### Source extract
Maybe you should change your attitude from "it is wrong" to "it may be
true". This might open your mind to study other insights.

When measuring an RF current in a PA, everybody ignores the
quantisation of charge. Is this lack of knowledge?

The frequency of our waves is sufficiently low to ignore any
quantisation effects due to photons. Is this lack of knowledge? In my
opinion a good Engineer knows what he can ignore and what not to
efficiently solve a certain task.

Starting a discussion about photons, in my opinion, is a way to reduce
the S/N ratio of the discussion.

With kind regards,


Wim
PA3DJS
www.tetech.nl.

Hi, Wim -

I believe his confusion is the one-port vs two-port problem. I don't
have a problem with your explanation. But, I think he is throwing in a
port where he should not.

Cheers,
John

Transmitter Output Impedance
 

On May 3, 6:11*pm, dave wrote:
So this boils down to an academic discussion, and as in
many cases where no one has, or can, make an exact statement of the
problem the specific answer remains elusive.

When one's basic premises violate the laws of physics, it is very
difficult to come up with a valid answer.
--
73, Cecil, w5dxp.com
"Halitosis is better than no breath at all.", Don, KE6AJH/SK

Transmitter Output Impedance
 

On May 3, 6:29*pm, John KD5YI wrote:
I believe his confusion is the one-port vs two-port problem. I don't
have a problem with your explanation. But, I think he is throwing in a
port where he should not.

### Tasks to complete
**A)** In the transmitter output impedance thread, what does John say the confusion comes from?
**B)** Extend the transmitter output impedance thread past its final line.
The rows that follow can be ignored.

### Records supplied
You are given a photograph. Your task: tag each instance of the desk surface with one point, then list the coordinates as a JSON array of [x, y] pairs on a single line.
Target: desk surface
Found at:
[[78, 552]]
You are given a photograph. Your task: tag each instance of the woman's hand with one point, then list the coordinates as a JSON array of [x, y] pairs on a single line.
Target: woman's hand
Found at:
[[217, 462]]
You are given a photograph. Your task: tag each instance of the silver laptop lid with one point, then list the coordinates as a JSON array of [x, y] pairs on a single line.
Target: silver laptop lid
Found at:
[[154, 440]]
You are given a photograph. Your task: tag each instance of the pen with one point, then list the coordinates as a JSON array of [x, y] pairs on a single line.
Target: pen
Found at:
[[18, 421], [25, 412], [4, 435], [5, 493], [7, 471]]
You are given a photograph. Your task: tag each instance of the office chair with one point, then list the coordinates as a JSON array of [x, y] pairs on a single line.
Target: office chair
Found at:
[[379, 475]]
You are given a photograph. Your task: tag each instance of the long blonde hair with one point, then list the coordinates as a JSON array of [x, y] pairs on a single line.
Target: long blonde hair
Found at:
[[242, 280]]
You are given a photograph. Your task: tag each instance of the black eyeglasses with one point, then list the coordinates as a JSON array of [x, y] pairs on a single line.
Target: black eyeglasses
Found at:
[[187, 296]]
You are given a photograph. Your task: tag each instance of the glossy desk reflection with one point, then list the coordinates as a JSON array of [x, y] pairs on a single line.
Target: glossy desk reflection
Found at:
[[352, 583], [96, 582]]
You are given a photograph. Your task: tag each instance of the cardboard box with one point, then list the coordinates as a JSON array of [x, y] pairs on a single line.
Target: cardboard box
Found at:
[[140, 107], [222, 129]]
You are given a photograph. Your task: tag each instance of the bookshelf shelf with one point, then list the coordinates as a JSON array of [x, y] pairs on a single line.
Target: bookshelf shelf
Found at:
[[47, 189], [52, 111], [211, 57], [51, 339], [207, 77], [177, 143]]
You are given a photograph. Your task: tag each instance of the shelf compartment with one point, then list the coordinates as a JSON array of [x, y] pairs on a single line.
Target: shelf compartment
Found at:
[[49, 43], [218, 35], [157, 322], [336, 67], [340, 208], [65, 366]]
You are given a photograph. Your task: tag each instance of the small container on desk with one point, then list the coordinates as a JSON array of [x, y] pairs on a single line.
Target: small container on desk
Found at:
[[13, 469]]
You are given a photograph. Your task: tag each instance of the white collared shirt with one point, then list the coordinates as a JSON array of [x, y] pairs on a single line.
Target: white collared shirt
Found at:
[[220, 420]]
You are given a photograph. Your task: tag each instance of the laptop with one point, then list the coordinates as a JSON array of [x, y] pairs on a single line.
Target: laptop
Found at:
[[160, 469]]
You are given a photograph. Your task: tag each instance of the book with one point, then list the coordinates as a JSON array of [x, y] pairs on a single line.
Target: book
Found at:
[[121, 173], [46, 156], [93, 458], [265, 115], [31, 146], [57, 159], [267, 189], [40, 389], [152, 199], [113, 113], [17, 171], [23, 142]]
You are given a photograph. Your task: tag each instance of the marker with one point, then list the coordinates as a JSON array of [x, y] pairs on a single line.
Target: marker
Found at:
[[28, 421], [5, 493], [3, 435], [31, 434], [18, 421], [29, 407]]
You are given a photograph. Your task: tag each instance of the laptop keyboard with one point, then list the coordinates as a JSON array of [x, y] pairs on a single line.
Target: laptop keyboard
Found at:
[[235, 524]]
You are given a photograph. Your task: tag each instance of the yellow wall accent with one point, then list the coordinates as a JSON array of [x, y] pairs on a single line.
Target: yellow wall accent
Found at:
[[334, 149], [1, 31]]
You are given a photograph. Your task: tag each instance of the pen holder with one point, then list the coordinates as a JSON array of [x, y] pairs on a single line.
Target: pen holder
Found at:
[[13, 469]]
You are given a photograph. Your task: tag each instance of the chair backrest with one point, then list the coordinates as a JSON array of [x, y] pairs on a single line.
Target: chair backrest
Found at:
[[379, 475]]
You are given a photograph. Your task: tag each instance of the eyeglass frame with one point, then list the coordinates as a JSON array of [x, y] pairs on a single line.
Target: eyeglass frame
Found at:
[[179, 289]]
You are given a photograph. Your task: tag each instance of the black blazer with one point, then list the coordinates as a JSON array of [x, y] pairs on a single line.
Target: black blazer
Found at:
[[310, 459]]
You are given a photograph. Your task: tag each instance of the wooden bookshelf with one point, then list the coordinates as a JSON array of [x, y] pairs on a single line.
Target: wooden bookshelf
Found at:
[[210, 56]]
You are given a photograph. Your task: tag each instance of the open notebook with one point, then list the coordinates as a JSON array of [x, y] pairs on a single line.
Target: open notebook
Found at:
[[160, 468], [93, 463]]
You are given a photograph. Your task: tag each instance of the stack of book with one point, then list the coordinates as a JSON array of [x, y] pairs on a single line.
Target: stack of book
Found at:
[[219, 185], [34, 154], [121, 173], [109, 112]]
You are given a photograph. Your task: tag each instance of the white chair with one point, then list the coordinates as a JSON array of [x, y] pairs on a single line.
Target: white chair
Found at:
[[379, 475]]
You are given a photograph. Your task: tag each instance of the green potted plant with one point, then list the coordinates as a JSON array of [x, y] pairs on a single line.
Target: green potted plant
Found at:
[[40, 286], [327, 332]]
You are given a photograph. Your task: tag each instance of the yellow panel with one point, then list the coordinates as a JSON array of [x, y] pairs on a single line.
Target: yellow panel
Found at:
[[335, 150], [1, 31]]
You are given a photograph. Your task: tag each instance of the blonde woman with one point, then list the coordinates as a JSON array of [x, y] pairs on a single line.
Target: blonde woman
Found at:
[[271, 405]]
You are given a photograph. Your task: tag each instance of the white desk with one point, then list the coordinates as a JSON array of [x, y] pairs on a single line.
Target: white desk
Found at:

### Exercise results
**A)** The one-port vs two-port problem.

**B)**
The second port is actually there on the other side of the black box,
but it has been overlooked. Doesn't it give anyone pause to realize
that the s11 parameter changes by an infinite percentage depending
upon whether it is measured as a one-port system or as a two-port
system? If that can happen with a passive black box, consider how much
more complicated it might be with an RF source included in the black
box.
--
73, Cecil, w5dxp.com
"Halitosis is better than no breath at all.", Don, KE6AJH/SK

Transmitter Output Impedance
 

On 4/25/2011 7:35 PM, Sal M. Onella wrote:
This group has presented members with valuable lessons in antennas and
transmission lines, like how to measure, how to match, etc.

Something I haven't seen is a discussion of the source impedance of
the transmitter. My curiosity was piqued today as I took some baby
steps into EZNEC. A particular antenna had such-and-such VSWR if fed
with a 50-ohm cable and a different value if fed with a 75-ohm cable.

No, the antenna still has the same characteristics. You changed the
impedance at a point remote from the antenna.

While this is hardly news, it got me wondering whether a 75-ohm cable
will load the transmitter the same. Doesn't seem like it.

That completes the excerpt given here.